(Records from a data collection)
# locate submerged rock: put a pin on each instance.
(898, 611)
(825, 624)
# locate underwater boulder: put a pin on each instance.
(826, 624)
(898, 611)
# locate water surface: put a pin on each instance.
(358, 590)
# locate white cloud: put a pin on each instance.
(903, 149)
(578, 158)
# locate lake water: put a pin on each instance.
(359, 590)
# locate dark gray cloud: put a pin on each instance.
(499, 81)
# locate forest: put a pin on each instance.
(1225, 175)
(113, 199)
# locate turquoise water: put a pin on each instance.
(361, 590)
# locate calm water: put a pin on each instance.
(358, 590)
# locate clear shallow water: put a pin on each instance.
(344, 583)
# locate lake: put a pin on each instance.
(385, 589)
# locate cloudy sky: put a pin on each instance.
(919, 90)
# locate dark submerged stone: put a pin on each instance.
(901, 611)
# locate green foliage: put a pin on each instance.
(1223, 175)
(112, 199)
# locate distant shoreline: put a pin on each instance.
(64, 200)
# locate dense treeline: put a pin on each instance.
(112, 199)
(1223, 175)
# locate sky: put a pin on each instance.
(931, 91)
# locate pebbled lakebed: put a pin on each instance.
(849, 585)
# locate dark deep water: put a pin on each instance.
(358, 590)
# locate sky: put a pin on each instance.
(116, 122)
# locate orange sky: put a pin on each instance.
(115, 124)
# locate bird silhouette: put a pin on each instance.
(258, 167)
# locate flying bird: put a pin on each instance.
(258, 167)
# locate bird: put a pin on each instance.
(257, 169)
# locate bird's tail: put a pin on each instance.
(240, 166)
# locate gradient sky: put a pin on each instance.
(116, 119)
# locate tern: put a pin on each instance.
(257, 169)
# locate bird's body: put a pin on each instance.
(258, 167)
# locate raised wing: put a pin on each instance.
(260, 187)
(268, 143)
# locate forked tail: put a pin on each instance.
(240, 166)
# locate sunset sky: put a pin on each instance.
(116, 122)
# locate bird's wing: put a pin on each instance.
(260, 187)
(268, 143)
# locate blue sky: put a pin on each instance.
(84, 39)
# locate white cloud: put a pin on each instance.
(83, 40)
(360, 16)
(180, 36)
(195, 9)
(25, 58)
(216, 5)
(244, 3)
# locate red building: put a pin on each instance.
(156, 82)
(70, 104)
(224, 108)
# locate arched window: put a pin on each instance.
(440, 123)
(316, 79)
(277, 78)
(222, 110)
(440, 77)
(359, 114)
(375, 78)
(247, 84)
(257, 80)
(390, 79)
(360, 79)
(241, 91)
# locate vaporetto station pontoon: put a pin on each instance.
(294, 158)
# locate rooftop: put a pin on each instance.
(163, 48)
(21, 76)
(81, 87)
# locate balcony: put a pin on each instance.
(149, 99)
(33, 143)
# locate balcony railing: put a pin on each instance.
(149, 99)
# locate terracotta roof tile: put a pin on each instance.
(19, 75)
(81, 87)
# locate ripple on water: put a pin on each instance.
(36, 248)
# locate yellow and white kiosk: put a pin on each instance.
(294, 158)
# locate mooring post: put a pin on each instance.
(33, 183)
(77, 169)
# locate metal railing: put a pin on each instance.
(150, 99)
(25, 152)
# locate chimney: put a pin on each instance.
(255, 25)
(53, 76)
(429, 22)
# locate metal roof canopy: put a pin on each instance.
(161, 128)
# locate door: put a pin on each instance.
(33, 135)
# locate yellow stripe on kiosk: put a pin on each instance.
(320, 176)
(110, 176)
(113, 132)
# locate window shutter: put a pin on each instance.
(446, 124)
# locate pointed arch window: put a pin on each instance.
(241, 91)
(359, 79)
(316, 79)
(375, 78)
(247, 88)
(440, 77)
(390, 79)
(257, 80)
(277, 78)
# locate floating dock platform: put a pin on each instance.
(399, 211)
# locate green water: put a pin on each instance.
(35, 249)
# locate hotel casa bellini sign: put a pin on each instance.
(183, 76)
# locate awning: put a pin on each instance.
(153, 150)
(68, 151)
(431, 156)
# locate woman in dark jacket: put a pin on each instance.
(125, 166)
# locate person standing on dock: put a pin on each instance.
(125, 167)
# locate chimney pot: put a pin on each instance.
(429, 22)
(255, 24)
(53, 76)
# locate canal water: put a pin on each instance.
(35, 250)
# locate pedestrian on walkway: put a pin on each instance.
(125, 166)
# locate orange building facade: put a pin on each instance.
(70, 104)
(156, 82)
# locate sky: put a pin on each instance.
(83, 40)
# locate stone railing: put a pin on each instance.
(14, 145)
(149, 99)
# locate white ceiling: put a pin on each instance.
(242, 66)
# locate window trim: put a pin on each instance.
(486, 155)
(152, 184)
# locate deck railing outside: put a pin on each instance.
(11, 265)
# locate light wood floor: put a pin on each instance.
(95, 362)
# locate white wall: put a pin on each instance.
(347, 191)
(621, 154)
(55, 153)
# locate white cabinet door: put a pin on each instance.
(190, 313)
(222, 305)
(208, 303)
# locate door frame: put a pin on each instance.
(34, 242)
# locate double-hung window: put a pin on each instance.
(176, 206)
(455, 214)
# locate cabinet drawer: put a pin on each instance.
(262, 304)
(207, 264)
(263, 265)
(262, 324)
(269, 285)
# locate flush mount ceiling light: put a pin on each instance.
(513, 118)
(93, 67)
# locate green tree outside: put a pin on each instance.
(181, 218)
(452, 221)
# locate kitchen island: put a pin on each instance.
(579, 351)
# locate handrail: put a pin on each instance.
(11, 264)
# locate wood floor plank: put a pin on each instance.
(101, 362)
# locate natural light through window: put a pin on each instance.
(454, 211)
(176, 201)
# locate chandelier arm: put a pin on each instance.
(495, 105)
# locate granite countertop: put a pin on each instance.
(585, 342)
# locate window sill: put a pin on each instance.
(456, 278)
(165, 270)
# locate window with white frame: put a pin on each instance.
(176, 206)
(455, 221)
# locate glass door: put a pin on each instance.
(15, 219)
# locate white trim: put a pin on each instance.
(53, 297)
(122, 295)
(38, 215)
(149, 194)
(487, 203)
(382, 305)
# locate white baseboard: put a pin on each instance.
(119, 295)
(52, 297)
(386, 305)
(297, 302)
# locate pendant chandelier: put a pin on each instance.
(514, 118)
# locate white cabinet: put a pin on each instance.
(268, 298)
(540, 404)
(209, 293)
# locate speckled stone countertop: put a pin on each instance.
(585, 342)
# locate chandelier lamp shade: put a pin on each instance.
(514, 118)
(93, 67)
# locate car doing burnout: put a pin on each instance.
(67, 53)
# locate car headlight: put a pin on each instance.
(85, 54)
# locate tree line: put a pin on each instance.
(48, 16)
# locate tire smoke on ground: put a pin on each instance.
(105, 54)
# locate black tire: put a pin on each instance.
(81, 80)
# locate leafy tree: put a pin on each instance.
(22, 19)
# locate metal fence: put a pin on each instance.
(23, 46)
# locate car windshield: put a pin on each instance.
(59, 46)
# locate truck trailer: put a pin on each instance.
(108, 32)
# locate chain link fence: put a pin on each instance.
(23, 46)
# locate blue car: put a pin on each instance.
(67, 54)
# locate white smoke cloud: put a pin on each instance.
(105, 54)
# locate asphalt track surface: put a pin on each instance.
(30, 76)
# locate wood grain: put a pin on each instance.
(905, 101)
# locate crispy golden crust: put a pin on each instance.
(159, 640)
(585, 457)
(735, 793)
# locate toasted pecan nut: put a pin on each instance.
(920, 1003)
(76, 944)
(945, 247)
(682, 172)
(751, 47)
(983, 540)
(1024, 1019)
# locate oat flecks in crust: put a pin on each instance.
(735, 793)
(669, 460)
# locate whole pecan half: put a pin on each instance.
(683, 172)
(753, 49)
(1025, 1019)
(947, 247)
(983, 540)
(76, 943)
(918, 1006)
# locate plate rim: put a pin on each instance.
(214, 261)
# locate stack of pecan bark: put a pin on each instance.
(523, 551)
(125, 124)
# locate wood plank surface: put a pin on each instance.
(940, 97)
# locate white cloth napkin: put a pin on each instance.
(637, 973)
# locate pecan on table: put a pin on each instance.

### The task
Reproduce the data without changes, starting at the line that contains "# locate whole" and continuing through the last line of the data, with both ends included.

### Result of this exercise
# locate whole pecan half: put a pin on each instance.
(683, 172)
(753, 49)
(1025, 1019)
(947, 247)
(983, 540)
(76, 943)
(918, 1006)
# locate plate rim: put a pin on each instance.
(214, 261)
# locate stack of pecan bark: put a pin on each instance.
(523, 551)
(125, 124)
# locate wood plank surface: put a pin on each instance.
(940, 97)
# locate white cloth napkin: put a pin on each instance.
(637, 973)
# locate pecan on table: put a pin on each instance.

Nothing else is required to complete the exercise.